* _WHAT TO PRODUCE_
Rescale everything from the line containing "Tag the bottle" down to the end of the entries, both ends included, by restating every line, requests included, with each coordinate in the answers multiplied by 1.3 and rounded to a whole number, halves rounded up. Return only those lines.

------ RECORD EXTRACTS ------

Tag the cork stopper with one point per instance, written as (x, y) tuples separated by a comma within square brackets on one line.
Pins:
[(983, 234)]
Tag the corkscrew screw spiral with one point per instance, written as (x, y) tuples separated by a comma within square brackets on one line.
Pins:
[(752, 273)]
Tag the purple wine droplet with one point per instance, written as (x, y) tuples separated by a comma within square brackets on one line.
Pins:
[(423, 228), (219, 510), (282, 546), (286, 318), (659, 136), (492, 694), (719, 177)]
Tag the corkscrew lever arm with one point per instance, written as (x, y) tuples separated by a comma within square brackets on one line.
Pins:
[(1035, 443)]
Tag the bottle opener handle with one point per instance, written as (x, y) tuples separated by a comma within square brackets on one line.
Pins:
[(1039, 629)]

------

* _EXPECTED ANSWER_
Tag the bottle opener handle with one point per instance, written as (x, y) tuples separated by a comma within square brackets on one line.
Pins:
[(1351, 818)]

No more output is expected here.